-- Provided information follows --
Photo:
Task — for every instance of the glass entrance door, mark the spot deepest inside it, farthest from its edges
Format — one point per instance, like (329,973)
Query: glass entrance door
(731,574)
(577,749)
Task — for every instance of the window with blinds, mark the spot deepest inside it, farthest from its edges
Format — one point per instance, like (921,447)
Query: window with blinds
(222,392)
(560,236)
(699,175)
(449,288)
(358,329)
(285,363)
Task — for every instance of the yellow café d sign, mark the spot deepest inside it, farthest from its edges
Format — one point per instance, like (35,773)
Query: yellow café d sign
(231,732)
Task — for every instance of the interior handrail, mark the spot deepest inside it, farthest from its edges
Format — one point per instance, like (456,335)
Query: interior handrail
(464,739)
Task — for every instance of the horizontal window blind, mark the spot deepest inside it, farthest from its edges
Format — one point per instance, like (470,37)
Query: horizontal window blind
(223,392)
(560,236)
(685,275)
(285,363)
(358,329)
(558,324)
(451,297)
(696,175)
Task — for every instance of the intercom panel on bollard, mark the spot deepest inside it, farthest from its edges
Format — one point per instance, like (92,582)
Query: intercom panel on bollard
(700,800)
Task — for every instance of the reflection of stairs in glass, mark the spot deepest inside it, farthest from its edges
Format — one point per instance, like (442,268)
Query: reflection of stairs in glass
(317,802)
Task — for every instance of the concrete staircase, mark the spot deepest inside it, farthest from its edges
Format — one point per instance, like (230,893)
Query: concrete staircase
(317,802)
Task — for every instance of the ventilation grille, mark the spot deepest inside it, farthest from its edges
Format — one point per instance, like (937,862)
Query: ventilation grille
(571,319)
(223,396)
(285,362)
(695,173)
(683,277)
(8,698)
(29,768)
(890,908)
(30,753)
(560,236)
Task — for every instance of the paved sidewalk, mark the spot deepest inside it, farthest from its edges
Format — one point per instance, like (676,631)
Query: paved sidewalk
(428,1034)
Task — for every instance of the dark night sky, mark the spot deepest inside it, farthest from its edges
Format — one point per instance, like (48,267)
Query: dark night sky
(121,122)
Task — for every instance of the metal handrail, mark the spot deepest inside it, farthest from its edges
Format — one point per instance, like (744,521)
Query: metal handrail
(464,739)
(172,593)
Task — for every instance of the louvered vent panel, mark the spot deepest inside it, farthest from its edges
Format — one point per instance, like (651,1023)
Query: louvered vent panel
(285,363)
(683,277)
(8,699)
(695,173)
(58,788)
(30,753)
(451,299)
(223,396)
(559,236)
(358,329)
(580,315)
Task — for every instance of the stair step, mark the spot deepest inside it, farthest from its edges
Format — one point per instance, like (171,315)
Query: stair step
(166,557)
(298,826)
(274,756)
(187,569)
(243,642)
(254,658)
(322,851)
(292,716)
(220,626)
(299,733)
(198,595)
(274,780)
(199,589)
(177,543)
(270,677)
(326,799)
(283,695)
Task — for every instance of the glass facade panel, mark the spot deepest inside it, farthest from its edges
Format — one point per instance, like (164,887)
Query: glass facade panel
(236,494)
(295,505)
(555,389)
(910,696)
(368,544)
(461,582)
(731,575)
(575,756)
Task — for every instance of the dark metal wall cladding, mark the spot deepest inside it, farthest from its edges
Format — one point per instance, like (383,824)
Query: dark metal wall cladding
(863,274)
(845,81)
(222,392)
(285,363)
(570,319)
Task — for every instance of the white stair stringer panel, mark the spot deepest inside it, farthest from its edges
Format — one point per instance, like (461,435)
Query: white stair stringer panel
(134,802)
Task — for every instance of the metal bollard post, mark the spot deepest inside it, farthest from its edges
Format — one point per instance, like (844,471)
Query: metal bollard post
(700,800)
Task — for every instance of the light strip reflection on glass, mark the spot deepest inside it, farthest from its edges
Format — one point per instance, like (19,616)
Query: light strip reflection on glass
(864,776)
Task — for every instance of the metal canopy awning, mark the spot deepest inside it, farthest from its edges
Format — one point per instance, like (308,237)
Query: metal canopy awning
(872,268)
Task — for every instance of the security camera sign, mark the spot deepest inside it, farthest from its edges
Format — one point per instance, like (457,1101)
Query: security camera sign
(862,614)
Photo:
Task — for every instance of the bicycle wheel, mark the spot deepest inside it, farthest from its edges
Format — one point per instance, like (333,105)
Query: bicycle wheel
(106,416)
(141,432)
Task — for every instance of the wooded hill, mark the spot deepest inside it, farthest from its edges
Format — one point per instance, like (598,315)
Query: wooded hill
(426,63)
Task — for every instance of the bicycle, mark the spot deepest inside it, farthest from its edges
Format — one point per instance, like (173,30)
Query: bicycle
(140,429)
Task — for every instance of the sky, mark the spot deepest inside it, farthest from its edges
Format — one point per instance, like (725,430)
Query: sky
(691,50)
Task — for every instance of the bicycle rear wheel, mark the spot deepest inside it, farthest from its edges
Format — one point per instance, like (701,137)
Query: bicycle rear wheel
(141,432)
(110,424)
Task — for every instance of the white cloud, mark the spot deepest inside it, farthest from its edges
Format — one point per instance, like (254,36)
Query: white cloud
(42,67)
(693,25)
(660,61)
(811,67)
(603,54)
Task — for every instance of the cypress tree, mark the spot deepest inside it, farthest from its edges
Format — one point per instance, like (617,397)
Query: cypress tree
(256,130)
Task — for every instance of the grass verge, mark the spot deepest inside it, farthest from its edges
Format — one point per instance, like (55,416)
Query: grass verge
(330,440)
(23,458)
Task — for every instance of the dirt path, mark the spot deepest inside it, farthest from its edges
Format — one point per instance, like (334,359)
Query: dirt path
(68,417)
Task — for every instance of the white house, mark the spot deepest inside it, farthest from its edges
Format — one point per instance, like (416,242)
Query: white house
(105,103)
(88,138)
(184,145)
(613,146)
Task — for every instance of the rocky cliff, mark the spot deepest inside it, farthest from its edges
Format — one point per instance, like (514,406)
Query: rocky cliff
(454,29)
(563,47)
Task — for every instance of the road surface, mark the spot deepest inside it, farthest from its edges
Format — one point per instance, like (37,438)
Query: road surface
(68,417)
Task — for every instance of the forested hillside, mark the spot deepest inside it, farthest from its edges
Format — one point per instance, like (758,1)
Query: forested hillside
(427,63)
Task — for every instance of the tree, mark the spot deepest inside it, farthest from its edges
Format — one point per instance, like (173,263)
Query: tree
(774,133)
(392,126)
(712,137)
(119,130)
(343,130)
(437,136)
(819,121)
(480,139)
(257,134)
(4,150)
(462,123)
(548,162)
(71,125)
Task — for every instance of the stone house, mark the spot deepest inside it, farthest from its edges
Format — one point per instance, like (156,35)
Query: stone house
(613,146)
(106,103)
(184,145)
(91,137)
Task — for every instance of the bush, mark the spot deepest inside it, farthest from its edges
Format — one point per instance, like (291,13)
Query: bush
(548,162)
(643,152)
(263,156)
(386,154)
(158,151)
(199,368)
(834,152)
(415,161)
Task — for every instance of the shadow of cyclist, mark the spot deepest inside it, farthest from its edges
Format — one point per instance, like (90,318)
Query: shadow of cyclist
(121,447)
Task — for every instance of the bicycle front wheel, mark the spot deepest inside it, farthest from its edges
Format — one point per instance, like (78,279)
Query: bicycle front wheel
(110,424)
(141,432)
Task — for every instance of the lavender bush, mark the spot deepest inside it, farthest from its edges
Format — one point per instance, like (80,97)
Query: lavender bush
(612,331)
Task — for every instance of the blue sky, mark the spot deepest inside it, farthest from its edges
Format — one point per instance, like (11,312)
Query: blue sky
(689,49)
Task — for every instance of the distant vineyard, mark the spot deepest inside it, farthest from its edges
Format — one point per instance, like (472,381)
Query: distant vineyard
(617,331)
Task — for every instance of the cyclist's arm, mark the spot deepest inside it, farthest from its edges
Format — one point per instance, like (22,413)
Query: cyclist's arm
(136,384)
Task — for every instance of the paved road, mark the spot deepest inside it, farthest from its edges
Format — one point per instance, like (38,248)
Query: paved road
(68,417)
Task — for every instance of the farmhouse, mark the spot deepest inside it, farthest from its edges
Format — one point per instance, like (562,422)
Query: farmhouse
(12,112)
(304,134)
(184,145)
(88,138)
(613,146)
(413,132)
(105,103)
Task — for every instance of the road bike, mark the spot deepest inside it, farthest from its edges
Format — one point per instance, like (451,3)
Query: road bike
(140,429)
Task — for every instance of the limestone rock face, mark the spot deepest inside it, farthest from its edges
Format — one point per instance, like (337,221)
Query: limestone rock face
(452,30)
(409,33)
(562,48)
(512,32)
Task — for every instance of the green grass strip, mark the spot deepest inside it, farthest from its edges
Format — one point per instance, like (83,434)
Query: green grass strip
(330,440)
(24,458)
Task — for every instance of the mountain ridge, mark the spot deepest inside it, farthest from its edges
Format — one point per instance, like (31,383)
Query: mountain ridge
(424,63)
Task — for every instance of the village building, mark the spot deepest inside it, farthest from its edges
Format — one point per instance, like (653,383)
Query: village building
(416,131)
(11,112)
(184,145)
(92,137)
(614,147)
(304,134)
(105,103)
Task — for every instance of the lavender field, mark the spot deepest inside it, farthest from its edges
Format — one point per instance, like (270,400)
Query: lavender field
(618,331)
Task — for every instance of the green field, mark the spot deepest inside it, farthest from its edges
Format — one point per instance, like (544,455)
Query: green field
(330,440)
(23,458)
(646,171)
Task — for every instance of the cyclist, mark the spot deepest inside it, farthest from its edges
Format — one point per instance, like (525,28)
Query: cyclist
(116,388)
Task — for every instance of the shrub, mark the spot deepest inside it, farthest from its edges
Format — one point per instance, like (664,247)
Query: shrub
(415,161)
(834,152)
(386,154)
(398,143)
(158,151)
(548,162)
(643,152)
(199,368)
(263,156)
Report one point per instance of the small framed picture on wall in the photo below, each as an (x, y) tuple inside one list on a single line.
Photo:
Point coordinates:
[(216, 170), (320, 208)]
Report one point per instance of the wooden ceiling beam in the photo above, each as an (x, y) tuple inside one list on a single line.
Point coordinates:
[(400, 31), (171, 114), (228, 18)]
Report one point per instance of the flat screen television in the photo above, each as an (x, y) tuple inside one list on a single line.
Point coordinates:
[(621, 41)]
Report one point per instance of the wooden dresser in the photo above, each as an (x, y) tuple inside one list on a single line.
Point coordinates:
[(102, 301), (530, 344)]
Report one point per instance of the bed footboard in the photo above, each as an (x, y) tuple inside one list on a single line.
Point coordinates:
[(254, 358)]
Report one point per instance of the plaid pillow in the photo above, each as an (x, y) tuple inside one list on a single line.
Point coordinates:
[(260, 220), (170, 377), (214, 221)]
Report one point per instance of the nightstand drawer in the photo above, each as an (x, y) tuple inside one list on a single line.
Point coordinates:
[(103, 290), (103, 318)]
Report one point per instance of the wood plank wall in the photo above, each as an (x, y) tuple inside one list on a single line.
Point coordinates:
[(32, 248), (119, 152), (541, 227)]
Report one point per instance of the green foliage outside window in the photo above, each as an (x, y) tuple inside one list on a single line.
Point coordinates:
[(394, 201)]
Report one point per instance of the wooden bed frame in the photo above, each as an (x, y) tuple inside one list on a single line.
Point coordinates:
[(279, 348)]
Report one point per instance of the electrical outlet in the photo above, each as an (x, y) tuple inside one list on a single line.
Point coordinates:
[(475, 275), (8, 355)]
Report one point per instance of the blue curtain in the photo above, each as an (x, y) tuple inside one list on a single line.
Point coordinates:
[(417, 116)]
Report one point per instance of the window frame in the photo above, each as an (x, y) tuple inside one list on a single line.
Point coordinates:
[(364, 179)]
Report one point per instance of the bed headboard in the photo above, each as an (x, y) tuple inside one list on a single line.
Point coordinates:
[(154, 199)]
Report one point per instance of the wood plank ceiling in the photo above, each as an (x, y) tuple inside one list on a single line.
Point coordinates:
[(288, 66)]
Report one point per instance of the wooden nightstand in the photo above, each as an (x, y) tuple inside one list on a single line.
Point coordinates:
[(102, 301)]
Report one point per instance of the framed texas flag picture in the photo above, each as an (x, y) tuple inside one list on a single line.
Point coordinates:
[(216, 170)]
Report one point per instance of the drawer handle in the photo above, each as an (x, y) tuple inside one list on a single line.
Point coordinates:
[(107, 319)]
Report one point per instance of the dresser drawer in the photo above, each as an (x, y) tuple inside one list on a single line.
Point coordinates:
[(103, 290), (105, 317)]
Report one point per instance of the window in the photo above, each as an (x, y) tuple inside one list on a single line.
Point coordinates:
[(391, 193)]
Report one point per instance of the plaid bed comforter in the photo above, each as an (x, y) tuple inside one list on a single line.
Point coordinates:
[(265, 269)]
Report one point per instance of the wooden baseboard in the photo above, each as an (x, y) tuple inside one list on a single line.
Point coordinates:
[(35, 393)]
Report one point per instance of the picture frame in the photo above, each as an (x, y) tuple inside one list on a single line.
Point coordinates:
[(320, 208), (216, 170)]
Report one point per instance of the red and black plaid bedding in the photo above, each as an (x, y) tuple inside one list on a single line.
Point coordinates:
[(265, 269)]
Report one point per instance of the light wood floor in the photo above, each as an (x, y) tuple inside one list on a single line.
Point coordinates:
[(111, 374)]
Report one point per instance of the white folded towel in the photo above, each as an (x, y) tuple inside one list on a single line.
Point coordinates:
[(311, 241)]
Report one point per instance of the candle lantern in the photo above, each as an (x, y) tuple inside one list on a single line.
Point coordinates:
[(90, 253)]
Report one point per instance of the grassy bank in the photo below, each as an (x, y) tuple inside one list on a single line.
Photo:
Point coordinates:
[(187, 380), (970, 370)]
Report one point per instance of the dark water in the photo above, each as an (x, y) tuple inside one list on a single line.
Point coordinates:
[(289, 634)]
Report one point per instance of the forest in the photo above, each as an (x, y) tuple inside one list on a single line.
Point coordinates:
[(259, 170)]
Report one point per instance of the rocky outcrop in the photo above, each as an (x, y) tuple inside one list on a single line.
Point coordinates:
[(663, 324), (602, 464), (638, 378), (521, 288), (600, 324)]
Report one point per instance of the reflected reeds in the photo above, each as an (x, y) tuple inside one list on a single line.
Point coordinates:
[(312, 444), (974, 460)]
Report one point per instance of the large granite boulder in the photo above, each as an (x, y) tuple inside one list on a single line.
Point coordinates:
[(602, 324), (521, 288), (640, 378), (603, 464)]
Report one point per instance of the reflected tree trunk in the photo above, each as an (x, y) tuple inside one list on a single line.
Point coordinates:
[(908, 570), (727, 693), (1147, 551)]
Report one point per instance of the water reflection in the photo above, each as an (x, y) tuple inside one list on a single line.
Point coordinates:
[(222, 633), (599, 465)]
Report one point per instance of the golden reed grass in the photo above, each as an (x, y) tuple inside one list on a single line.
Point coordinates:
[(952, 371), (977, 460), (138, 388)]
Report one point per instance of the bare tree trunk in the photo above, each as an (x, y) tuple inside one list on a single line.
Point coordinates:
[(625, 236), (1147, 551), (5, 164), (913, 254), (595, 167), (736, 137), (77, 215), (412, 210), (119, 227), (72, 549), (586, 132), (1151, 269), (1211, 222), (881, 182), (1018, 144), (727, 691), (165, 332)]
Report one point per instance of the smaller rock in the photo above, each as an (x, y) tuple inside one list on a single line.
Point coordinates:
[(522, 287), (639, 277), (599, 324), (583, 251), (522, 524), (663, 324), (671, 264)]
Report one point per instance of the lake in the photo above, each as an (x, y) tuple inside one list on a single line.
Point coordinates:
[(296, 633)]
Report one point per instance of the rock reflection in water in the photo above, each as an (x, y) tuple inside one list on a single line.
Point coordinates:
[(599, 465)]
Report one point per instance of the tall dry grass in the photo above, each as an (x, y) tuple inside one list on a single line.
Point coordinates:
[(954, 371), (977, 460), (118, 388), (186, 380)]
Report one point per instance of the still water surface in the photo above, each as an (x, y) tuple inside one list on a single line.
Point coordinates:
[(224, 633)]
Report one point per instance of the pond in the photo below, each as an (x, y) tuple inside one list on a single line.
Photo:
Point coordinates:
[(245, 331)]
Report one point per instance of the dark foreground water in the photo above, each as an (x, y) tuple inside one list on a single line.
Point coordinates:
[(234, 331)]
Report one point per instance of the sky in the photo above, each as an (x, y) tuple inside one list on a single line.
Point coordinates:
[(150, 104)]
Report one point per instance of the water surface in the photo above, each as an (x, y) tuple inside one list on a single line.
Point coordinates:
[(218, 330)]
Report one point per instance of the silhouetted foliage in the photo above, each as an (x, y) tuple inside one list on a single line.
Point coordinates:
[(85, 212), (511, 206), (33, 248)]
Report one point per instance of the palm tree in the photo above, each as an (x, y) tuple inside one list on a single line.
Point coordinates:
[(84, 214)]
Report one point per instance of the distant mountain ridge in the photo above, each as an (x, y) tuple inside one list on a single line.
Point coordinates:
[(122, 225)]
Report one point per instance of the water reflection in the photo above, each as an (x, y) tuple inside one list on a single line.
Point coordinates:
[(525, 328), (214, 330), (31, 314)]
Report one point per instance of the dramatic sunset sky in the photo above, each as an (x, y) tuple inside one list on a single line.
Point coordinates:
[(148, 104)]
-- Provided information concluded --
**What needs to be done:**
The answer should consist of every line from the listing above that includes the word "reflected".

**Solution:**
Report one point per instance of the reflected reeds in the photo above, each as an (x, y) tuple inside one list on a single line.
Report one point per instance of the reflected tree trunk in the photo above, each as an (x, y) tuple inside one list on a single line.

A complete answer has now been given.